───── SUPPLIED INFORMATION

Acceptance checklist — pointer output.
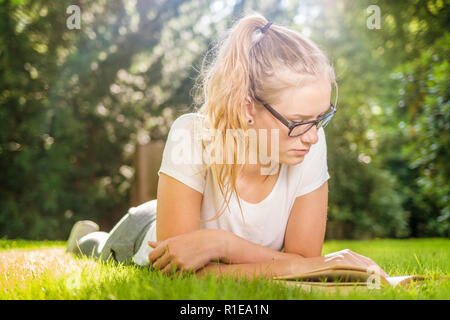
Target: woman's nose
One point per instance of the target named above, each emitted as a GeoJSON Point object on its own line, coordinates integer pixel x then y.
{"type": "Point", "coordinates": [311, 136]}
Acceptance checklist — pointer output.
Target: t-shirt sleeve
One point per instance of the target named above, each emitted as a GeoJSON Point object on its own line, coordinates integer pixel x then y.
{"type": "Point", "coordinates": [315, 168]}
{"type": "Point", "coordinates": [182, 155]}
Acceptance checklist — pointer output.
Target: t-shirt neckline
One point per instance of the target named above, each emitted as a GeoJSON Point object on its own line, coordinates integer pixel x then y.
{"type": "Point", "coordinates": [269, 195]}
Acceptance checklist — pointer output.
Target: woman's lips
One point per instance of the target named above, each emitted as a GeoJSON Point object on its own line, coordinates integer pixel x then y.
{"type": "Point", "coordinates": [300, 152]}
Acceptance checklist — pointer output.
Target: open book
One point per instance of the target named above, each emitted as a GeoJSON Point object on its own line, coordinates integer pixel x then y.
{"type": "Point", "coordinates": [346, 277]}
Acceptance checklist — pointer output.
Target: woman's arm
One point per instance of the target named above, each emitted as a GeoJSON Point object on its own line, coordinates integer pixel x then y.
{"type": "Point", "coordinates": [295, 265]}
{"type": "Point", "coordinates": [231, 248]}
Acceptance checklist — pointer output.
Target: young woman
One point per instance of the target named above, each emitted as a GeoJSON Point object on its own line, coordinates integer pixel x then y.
{"type": "Point", "coordinates": [269, 87]}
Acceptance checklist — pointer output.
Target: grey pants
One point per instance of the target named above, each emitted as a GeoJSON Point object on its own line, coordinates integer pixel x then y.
{"type": "Point", "coordinates": [124, 240]}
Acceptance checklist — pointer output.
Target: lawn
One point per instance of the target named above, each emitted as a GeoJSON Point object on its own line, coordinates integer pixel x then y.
{"type": "Point", "coordinates": [42, 270]}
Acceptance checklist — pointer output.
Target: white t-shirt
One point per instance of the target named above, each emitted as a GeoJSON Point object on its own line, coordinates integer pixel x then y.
{"type": "Point", "coordinates": [266, 221]}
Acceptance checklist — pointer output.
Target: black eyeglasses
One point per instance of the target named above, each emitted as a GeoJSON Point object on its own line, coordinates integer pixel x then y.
{"type": "Point", "coordinates": [298, 128]}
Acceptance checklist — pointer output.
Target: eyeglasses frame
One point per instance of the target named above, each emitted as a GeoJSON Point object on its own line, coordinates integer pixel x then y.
{"type": "Point", "coordinates": [292, 124]}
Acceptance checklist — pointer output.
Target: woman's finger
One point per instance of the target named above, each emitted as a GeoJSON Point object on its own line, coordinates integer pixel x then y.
{"type": "Point", "coordinates": [156, 253]}
{"type": "Point", "coordinates": [171, 267]}
{"type": "Point", "coordinates": [162, 261]}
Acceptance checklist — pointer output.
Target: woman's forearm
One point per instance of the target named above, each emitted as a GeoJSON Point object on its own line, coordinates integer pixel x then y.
{"type": "Point", "coordinates": [236, 250]}
{"type": "Point", "coordinates": [267, 269]}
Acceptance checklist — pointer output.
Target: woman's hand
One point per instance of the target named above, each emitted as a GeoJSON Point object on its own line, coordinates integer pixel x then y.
{"type": "Point", "coordinates": [184, 253]}
{"type": "Point", "coordinates": [350, 258]}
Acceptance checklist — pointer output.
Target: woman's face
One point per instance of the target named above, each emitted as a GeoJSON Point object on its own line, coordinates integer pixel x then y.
{"type": "Point", "coordinates": [296, 104]}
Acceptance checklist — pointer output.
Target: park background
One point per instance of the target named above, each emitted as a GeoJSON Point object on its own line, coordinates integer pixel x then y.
{"type": "Point", "coordinates": [84, 113]}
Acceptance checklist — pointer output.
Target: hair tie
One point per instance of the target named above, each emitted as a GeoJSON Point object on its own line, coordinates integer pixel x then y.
{"type": "Point", "coordinates": [267, 26]}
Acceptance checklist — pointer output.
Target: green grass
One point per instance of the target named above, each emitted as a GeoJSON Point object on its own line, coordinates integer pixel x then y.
{"type": "Point", "coordinates": [61, 276]}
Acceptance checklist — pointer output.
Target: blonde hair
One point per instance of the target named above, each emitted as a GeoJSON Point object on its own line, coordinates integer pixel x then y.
{"type": "Point", "coordinates": [248, 63]}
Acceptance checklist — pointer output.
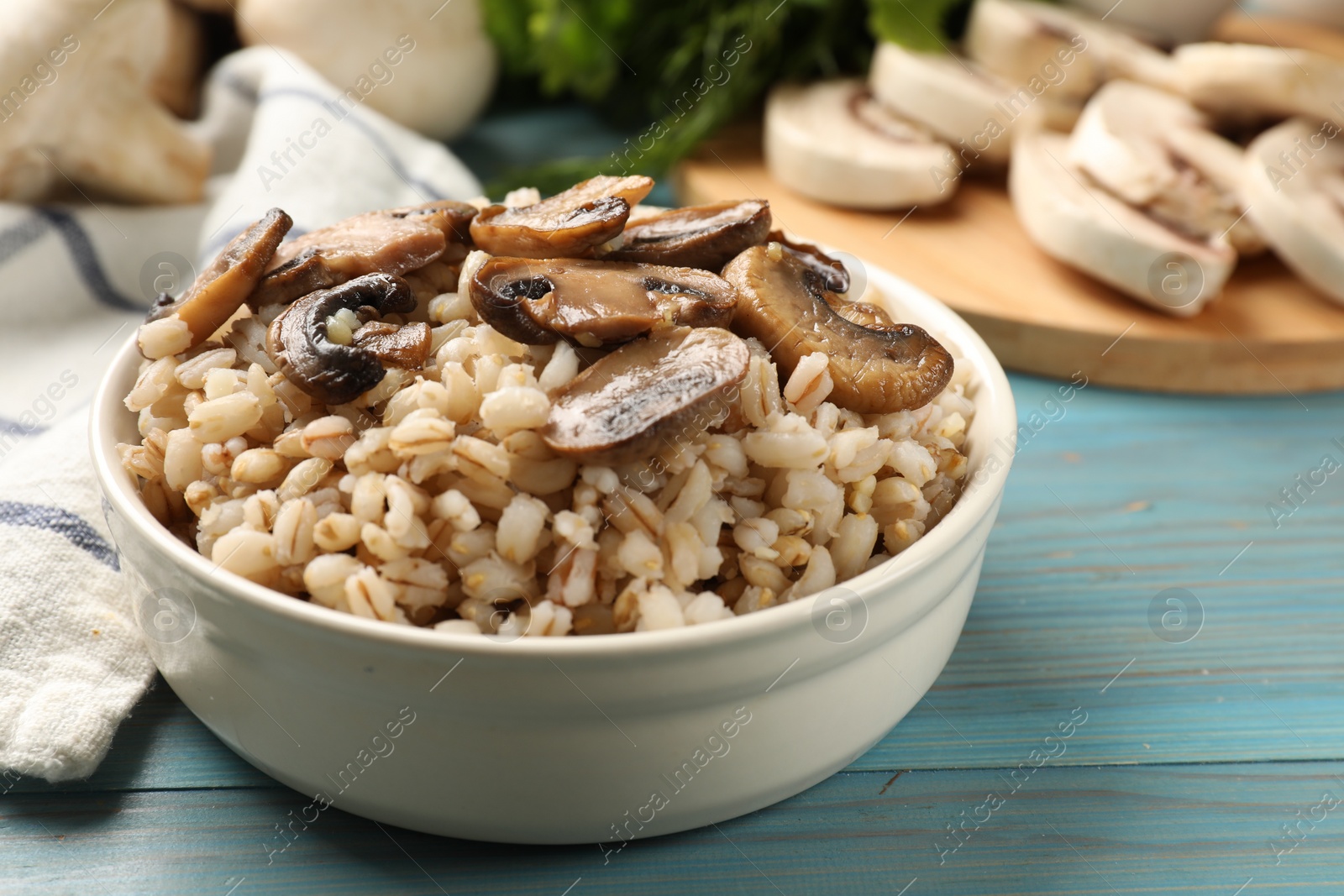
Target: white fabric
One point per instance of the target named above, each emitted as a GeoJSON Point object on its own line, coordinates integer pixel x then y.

──────────

[ACTIVITY] Using the records above, output their complete text exactly, minus any images.

[OUTPUT FOR THIS EXERCISE]
Acceptance checklist — pointer output.
Target: woman's nose
One point per instance of the target named above, each emitted as a GeoJSON Point object on its own line, coordinates integer pixel x then y.
{"type": "Point", "coordinates": [311, 136]}
Acceptance checklist — pointer output.
Target: t-shirt sleeve
One point per instance of the target named above, each emitted as a GeoJSON Point object on its own line, coordinates integer pixel x then y.
{"type": "Point", "coordinates": [315, 168]}
{"type": "Point", "coordinates": [182, 155]}
Acceptance checklist — pointer output.
Target: t-shirt neckline
One point per instance of the target named above, each emitted as a GeoJSON Point object on its own line, coordinates integer pixel x then y.
{"type": "Point", "coordinates": [269, 195]}
Acceptance checklist — pointer output.
Target: woman's lips
One point per instance of the target named above, each emitted as a GeoJSON Point object on its own line, coordinates integer pixel x then y.
{"type": "Point", "coordinates": [300, 152]}
Acceptance checklist — pointer output.
Target: open book
One point per instance of the target named above, each emitted as a GeoJSON Point object on its own line, coordinates integer pixel x then y.
{"type": "Point", "coordinates": [346, 277]}
Acceptance checklist — pointer output.
Target: woman's arm
One point per instance of the target named above, each emitted as a GeoJSON Point object on its own line, coordinates integer pixel x then y.
{"type": "Point", "coordinates": [295, 265]}
{"type": "Point", "coordinates": [231, 248]}
Acceptance checklist — pointer output.
Target: young woman
One point per instance of the target named above, each emitted as a GeoJSON Point object on its own line, coordinates integer pixel x then y.
{"type": "Point", "coordinates": [269, 87]}
Acceptance checklist — pointer output.
Target: grey pants
One point per instance of the target named above, each emitted as a GeoJSON Point object on its own line, coordinates integer pixel x then y.
{"type": "Point", "coordinates": [124, 240]}
Acceptance checklist — pointer output.
Target: lawn
One point per instance of the target named above, each emitted as a GeoJSON Point object on its own line, coordinates integer pixel x then y.
{"type": "Point", "coordinates": [42, 270]}
Acceptance checklist — pointer output.
Target: white t-shirt
One point per instance of the target named above, each emitted as a GeoJSON Point object on its own line, coordinates integer pixel x then y.
{"type": "Point", "coordinates": [266, 221]}
Acceptance checklist — pointer output.
Target: black eyeglasses
One point per instance of the target named above, each emitted as a GeoJSON Point object on its own line, coordinates integer pixel x then y.
{"type": "Point", "coordinates": [298, 128]}
Acceptance checklist — pointer output.
Target: eyeglasses frame
One point per instance of the target named above, each emitted as a GeoJSON Point object on its own line, coordinates integer pixel x then y.
{"type": "Point", "coordinates": [292, 124]}
Acceptance checklist — pointer output.
Target: woman's finger
One point per instance of the target named above, each emitted as a GeoJSON Point object on its own line, coordinates integer pixel x then y.
{"type": "Point", "coordinates": [156, 253]}
{"type": "Point", "coordinates": [171, 267]}
{"type": "Point", "coordinates": [162, 261]}
Acceptance checklist — pointer output.
Target: woman's forearm
One point per instance of the target named above, each emitted as a GeoJSON Point object on its own line, coordinates integer pixel x then y.
{"type": "Point", "coordinates": [236, 250]}
{"type": "Point", "coordinates": [267, 269]}
Acceptance checklist — pointer output.
Target: woman's hand
One point per instance of the target named above, each emitted as a GeoJSON Point object on its own line, coordinates integer pixel x then y.
{"type": "Point", "coordinates": [184, 253]}
{"type": "Point", "coordinates": [350, 258]}
Acceptance checklist — pointer output.
Target: woman's face
One point per instance of the target named above, each emitted as a GeoJSON Point object on its own line, coordinates integer pixel x then y.
{"type": "Point", "coordinates": [296, 104]}
Acceptance checklist — pointer output.
Target: park background
One point per instance of the target named above, each emitted as a GeoJSON Point object on its own line, coordinates integer pixel x then y.
{"type": "Point", "coordinates": [84, 113]}
Acceptance checklist — pointer output.
Target: hair tie
One point per instance of the target named above, each emitted as a GeoJSON Point object on its own line, coordinates integer pixel x then y.
{"type": "Point", "coordinates": [267, 26]}
Acceptance checklist — pointer output.
Target: green grass
One point per instance of the target named above, each emitted as a GeoJSON Point object on its own line, coordinates integer pixel x then y.
{"type": "Point", "coordinates": [61, 276]}
Acceptance checklist — pointer output.
Target: blonde hair
One point per instance of the target named above, each emitted as a GeoJSON Point object on its own line, coordinates integer pixel x then y.
{"type": "Point", "coordinates": [248, 63]}
Acceptance checklist — pointer output.
Target: white fabric
One point per instance of the target named above, each emitted as a GeoJSON Point object on its own line, coordinates integer pixel x then y.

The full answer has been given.